Saved data entries:
☆ ☆ ☆ ☆

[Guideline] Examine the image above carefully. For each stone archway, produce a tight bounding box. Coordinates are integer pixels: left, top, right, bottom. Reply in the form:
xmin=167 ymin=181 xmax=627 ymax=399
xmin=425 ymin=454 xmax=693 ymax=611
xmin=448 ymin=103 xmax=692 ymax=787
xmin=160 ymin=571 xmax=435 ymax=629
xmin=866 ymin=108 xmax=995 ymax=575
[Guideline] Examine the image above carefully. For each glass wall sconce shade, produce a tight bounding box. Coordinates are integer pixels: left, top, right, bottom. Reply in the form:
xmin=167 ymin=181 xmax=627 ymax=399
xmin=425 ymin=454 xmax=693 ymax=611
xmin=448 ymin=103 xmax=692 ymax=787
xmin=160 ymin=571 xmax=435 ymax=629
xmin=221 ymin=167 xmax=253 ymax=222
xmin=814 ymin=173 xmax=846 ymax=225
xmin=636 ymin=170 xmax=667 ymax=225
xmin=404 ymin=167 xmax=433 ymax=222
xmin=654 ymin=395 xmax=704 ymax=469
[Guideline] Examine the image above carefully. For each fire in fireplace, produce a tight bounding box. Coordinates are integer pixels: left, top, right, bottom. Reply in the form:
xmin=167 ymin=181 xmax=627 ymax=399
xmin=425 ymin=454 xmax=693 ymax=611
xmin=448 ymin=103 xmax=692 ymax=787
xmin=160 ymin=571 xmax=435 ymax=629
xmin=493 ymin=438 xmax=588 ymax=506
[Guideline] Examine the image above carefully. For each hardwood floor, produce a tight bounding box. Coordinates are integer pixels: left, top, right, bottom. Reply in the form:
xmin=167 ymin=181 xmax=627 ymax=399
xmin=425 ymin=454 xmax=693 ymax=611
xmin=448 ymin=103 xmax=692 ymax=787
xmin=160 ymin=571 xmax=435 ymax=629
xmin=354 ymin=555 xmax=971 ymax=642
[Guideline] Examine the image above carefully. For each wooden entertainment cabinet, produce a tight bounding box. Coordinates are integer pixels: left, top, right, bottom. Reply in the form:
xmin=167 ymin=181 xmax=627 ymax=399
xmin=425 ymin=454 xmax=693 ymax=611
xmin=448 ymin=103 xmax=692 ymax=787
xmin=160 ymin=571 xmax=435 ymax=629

☆ ☆ ☆ ☆

Work required
Output every line of the records above as a Markdown table with two columns, Row and Line. Put one line per row with its row number, and skip any blank lines.

Response to this exercise
| Row | Line |
|---|---|
| 1 | [Guideline] Examine the image above carefully. For each stone archway, produce a tight bounding box. Coordinates are integer pixels: left, top, right, bottom. Reply in the form: |
| 2 | xmin=167 ymin=181 xmax=627 ymax=399 |
| 3 | xmin=425 ymin=454 xmax=693 ymax=611 |
| 4 | xmin=448 ymin=103 xmax=692 ymax=787 |
| 5 | xmin=160 ymin=571 xmax=435 ymax=629 |
| 6 | xmin=866 ymin=108 xmax=995 ymax=575 |
| 7 | [Guideline] Examine the image above carefully. For each glass wall sconce shade, produce a tight bounding box. Coordinates are integer pixels: left, top, right, bottom. Reply in the form: |
| 8 | xmin=167 ymin=181 xmax=627 ymax=399 |
| 9 | xmin=425 ymin=454 xmax=693 ymax=611 |
| 10 | xmin=448 ymin=103 xmax=692 ymax=787 |
| 11 | xmin=160 ymin=571 xmax=435 ymax=629 |
| 12 | xmin=221 ymin=167 xmax=253 ymax=222 |
| 13 | xmin=814 ymin=173 xmax=846 ymax=225 |
| 14 | xmin=636 ymin=170 xmax=667 ymax=225 |
| 15 | xmin=404 ymin=167 xmax=433 ymax=222 |
| 16 | xmin=654 ymin=395 xmax=704 ymax=469 |
| 17 | [Guideline] Examine the image above carefully. For each fire in fireplace, produce a tight bounding box. Coordinates are integer pixels: left, top, right, bottom. Reply in the form: |
| 18 | xmin=167 ymin=181 xmax=627 ymax=399 |
| 19 | xmin=425 ymin=454 xmax=693 ymax=611 |
| 20 | xmin=448 ymin=103 xmax=692 ymax=787 |
| 21 | xmin=160 ymin=571 xmax=435 ymax=629 |
| 22 | xmin=493 ymin=438 xmax=588 ymax=506 |
| 23 | [Guideline] Examine the image above carefully. For each hardwood floor, produce a tight bounding box. Coordinates are integer pixels: left, top, right, bottom. Reply in the form: |
| 24 | xmin=167 ymin=181 xmax=627 ymax=399 |
| 25 | xmin=425 ymin=454 xmax=693 ymax=611 |
| 26 | xmin=448 ymin=103 xmax=692 ymax=787 |
| 27 | xmin=160 ymin=571 xmax=435 ymax=629 |
| 28 | xmin=354 ymin=555 xmax=971 ymax=642 |
| 29 | [Guideline] Examine the image above carefully. For each wooden entertainment cabinet, produce a tight bounding box. Coordinates are integer pixels: left, top, right, bottom. Reply in the form: |
| 30 | xmin=167 ymin=181 xmax=627 ymax=399 |
| 31 | xmin=425 ymin=454 xmax=693 ymax=611 |
| 32 | xmin=448 ymin=103 xmax=692 ymax=787 |
| 33 | xmin=160 ymin=571 xmax=435 ymax=629 |